Let us now describe the off-line algorithm employed to design values for the interleaver parameters of Table I, in order to ensure that the order of the chips in the sequence **b** is effectively 'randomised'. Note that the N-chip input sequence **b** has  $2^{N/8}$  legitimate permutations, since the PN spreader of Figure 1 has a coding rate of k/n=1/8 [15, Table 24]. As described above, the module detailed in this section maps each of these permutations to a different permutation of the output chip sequence **f**. The particular mapping that is employed depends upon the parameters of the interleavers. Our off-line algorithm used for designing these parameters attempts to maximise the minimum Hamming distance  $d_{\rm H}^{\rm min}$  between the legitimate permutations of **f**, as we shall detail below. In this

way, the number of chip errors that is required to transform the transmitted permutation of **f** into any other legitimate permutation is maximised. This maximises the probability that transmission errors can be detected and corrected by the iterative decoder of Figure 1, optimising its performance.

- [Record set]:

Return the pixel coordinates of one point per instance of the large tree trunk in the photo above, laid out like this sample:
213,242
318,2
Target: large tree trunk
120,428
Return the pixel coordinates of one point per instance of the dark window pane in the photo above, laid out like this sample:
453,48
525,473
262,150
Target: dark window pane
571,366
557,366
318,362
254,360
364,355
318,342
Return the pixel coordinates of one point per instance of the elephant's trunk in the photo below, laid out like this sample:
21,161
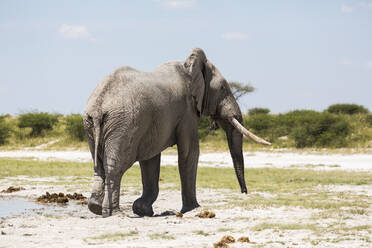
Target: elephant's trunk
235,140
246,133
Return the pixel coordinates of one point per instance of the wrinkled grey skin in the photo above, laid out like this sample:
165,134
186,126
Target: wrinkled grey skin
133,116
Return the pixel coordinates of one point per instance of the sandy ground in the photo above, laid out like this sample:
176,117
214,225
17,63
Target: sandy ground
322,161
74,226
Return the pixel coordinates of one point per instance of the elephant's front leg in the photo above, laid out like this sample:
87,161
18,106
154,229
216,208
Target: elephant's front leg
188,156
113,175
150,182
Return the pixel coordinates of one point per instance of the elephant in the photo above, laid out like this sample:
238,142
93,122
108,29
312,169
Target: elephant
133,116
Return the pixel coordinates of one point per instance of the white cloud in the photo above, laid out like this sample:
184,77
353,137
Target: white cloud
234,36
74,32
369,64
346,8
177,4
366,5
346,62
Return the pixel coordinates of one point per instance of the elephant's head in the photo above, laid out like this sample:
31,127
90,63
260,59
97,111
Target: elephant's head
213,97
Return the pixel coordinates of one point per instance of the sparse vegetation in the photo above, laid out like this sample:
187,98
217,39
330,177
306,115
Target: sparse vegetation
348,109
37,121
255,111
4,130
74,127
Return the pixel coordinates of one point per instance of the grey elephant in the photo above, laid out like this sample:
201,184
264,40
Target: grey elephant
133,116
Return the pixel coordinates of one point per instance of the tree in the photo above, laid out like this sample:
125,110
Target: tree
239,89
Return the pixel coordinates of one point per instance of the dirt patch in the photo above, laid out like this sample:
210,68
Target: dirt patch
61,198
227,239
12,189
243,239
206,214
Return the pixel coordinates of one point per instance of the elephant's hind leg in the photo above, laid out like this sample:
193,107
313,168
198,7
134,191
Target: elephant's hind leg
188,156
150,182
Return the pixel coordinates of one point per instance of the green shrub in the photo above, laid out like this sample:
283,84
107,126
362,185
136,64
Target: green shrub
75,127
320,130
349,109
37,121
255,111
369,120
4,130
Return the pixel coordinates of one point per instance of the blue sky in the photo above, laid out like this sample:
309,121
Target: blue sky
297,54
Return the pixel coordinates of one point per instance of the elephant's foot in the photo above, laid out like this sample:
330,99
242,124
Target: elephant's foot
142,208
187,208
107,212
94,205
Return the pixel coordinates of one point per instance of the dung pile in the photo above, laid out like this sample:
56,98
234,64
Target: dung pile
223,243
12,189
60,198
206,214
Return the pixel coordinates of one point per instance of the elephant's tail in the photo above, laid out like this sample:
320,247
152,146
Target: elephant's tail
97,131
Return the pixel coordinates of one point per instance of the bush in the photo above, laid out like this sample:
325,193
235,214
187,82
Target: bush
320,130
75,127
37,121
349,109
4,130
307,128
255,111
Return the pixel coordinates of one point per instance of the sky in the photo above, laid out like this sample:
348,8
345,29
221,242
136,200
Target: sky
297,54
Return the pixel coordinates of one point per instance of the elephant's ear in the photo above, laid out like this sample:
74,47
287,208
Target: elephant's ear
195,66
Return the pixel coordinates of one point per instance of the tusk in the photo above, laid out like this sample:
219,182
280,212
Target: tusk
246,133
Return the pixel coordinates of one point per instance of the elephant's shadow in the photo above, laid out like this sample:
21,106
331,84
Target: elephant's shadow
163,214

* * *

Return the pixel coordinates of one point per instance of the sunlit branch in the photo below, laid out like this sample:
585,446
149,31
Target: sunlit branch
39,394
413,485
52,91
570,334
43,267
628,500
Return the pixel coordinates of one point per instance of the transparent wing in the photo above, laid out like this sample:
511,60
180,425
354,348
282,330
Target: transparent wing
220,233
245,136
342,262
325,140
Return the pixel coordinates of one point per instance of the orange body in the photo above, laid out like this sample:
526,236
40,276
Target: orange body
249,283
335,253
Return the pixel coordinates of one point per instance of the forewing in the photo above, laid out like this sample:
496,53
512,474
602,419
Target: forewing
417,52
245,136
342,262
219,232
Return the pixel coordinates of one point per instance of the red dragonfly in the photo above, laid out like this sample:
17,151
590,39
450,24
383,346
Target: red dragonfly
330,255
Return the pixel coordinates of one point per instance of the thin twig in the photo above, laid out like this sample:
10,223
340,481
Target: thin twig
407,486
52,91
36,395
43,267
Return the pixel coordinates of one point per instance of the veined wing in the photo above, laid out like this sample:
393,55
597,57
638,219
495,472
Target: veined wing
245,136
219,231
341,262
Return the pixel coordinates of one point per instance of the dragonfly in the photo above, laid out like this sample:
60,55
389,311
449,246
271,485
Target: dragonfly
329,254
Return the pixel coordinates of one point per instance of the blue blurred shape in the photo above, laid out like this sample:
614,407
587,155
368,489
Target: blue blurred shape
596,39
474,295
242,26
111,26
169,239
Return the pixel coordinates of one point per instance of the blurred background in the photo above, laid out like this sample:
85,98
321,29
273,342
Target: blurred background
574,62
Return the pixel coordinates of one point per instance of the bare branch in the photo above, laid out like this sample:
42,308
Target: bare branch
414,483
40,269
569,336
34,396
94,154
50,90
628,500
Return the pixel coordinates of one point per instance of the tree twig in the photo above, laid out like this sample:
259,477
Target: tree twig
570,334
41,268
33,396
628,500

- [Requirement 1]:
Answer these questions using the text on interleaver design:
(a) What coding rate does the PN spreader of Figure 1 have?
(b) What does the off-line algorithm try to maximize?
(c) Which component's performance is optimized when that quantity is maximized?
- [Requirement 2]: List every figure or table that the text on interleaver design refers to, naming each one only once.

- [Problem solution 1]:
(a) k/n = 1/8.
(b) The minimum Hamming distance $d_{\rm H}^{\rm min}$ between the legitimate permutations of **f**.
(c) The iterative decoder of Figure 1.

- [Problem solution 2]:
Table I
Figure 1
Table 24 of reference [15]